**TRY IT:**
The span to repeat in the listing below runs from the line containing "bbox: wooden gate" to the line containing "bbox: round decorative medallion", inclusive. Repeat it exactly, and only it.

-=-=-

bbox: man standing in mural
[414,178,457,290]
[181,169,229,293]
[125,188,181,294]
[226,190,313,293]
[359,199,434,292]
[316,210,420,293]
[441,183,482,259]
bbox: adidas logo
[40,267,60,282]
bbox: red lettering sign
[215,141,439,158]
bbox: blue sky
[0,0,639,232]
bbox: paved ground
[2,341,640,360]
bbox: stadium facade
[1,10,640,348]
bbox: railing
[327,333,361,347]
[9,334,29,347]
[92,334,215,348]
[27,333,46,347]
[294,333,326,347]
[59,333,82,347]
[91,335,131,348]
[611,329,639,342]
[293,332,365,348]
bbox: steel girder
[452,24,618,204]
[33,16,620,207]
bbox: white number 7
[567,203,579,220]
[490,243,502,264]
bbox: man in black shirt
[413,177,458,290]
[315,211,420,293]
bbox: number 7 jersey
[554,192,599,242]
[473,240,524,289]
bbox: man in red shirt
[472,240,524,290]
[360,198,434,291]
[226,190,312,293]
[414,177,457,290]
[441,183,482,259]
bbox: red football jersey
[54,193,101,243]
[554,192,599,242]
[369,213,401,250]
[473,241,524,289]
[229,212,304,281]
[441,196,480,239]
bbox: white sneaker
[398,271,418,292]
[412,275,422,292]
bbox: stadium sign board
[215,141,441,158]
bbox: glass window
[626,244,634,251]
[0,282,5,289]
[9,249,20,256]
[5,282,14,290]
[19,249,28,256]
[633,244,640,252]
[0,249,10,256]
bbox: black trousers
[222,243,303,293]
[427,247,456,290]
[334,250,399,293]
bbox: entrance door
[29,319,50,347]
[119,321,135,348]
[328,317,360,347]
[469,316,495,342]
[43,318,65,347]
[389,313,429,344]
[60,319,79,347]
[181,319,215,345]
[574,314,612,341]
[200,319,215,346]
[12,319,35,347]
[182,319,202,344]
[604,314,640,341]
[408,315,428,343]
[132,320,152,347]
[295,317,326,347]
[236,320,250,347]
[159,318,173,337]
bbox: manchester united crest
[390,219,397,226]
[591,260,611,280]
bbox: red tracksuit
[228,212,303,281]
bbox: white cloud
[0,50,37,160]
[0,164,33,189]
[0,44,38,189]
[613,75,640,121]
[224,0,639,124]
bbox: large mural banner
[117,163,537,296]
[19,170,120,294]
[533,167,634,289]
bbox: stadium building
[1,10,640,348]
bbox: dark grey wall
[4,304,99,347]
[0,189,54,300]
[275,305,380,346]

-=-=-

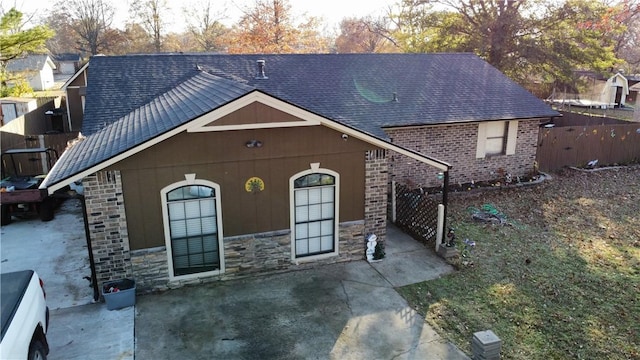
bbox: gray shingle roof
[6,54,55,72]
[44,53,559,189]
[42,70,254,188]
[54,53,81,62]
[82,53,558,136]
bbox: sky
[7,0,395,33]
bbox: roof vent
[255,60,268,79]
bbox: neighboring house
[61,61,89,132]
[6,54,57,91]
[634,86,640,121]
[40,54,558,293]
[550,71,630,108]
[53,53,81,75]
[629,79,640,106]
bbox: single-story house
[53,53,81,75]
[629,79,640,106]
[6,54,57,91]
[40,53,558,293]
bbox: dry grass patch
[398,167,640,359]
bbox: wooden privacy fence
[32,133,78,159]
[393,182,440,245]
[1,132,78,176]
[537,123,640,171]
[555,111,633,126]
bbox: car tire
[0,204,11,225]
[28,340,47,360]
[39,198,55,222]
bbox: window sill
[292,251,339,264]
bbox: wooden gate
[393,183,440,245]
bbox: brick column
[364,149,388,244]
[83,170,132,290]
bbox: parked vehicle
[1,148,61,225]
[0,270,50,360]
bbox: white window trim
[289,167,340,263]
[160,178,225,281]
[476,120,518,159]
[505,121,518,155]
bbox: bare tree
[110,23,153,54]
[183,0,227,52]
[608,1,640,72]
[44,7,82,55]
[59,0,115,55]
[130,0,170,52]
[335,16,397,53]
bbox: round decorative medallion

-=-=-

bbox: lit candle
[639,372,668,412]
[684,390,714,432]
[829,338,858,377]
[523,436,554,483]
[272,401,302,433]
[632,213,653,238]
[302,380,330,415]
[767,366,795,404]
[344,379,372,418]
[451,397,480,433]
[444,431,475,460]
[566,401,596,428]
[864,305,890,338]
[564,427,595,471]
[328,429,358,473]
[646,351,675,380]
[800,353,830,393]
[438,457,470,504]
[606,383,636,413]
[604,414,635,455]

-=-=-

**RESULT OF THIS TASK:**
bbox: wooden gate
[393,183,440,245]
bbox: brick column
[364,149,388,244]
[83,170,132,290]
bbox: parked vehicle
[1,148,61,225]
[0,270,50,360]
bbox: white window trim
[289,167,340,263]
[160,178,225,281]
[476,120,518,159]
[505,121,518,155]
bbox: bare tree
[110,23,153,54]
[183,0,227,52]
[608,1,640,72]
[44,7,82,55]
[59,0,115,55]
[130,0,170,52]
[335,16,397,53]
bbox: round decorative medallion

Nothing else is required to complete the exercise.